Helen Grace, Bangkok, April 1975
We’re happy to announce the opening of our show at Cross Art Projects (April 11th - May 9th, 2026)
"It's no easy feat, nor a mere coincidence, for two people to meet, be destined to meet again, and then to truly do so. But will it be only a fleeting event, or merely something briefly noted in a diary?"
Until We Meet Again (Sources) is a dialogue between Helen Grace and Phaptawan Suwannakudt that charts shifts in gender roles across cultures — Australia, Thailand and Hong Kong — over a period of fifty years. This exhibition is a celebratory revisiting of Until We Meet Again จนกว่าเราจะพบกันอีก held at Bangkok Art and Culture Centre (BACC) in 2025.
Helen Grace, Bang Pa-In, April 1975
The exhibition is an installation-sculpture, composed of memory traces over these decades. The artists have each lived through wars and motherhood; destruction and creation. They are guided by serendipity and synchronicity and real and imagined intersections as they explore the times and spaces that have shaped their lives and their art practices.
The installation draws partly on these spatial experiences and partly on the stories of small lived moments set beside world histories and regional histories, that span Thailand, Australia, Hong Kong, Vietnam, and Cambodia. The artists dream of borderless worlds, just before fear and darkness begin to obscure the openness they seek. This historical and panoramic narrative is realised through spatial composition – comprising video screens and painted screens.
This new work emerged through a process of dialogue and exchange that included circulating images and translations as well as site visits. The narratives touch on the influence of popular culture and the flows of time and water—the Chao Phraya beside which Phaptawan was born in Bangkok Noi, and the aquaculture systems of Gunditjmara Country, where Helen was born.
==*==
| To do |
**1.** In the exhibition announcement, what waters do the narratives touch on, and how is each tied to one of the two artists?
**2.** Continue the exhibition announcement from its last sentence.

| Provided data |
==*==
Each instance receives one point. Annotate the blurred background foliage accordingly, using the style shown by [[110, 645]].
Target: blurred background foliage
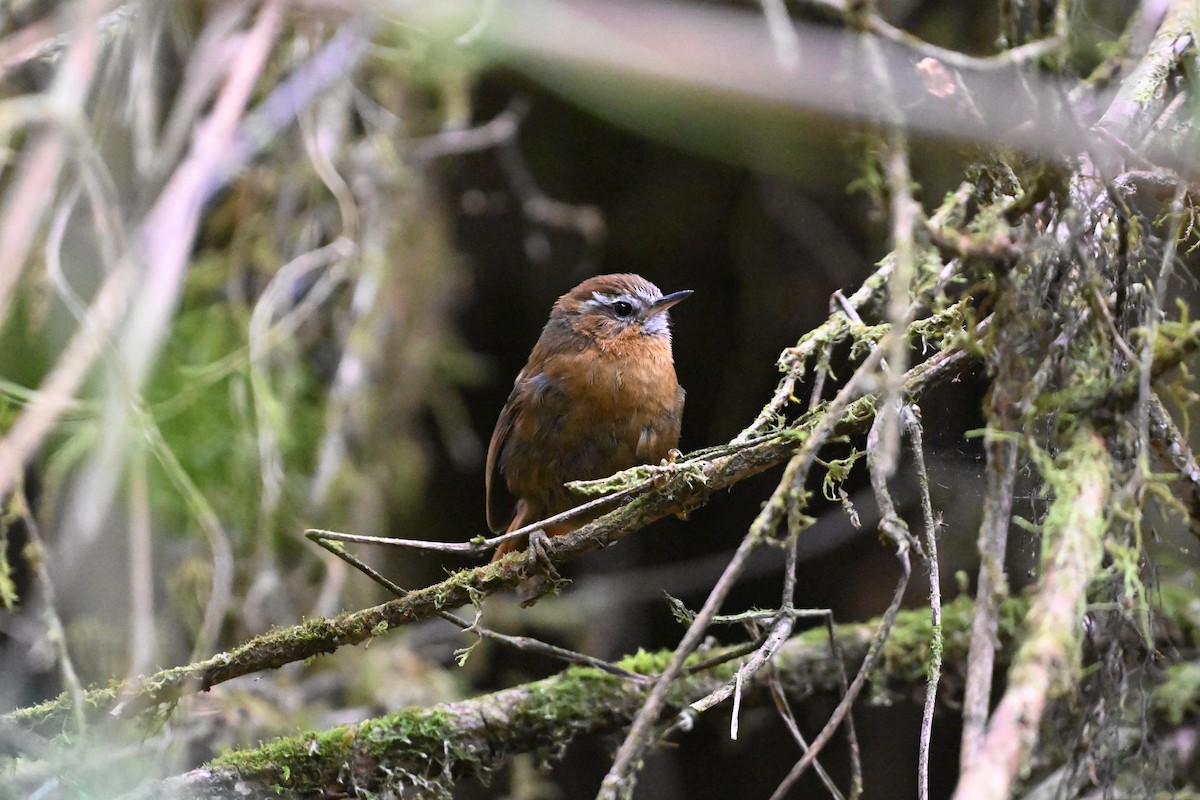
[[357, 304]]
==*==
| Answers to the problems |
**1.** The narratives touch on the Chao Phraya, the river beside which Phaptawan was born in Bangkok Noi. They also touch on the aquaculture systems of Gunditjmara Country, where Helen was born.

**2.**
On Gunditjmara Country, the artists visited cultural landscapes, meeting with elders and encountering aspects of Country together for the first tune in this volcanic plain, where ancient aquaculture systems were engineered for eel trapping and crop cultivation over millennia, they were immediately struck by a geological feature — Mount Elephant, a scoria cone formed by a volcanic eruption more than 30,000 years ago. The elephant in the landscape speaks to those who live with it, although many European setters failed to recognise the intricacy of Indigenous engineering present all along, in plain sight.
Both artists have returned to the landscapes of their childhood, accompanied by one another walking familiar paths and undertaking imagined water journeys to reimagine their origins. In Bangkok No and in Western Victoria, they reconnect with ancestors, landscapes, stories, and dreams. This exhibition brings together the practices of two established senior women artists, allowing them to extend their work in new directions. A return to source is always the beginning of renewal.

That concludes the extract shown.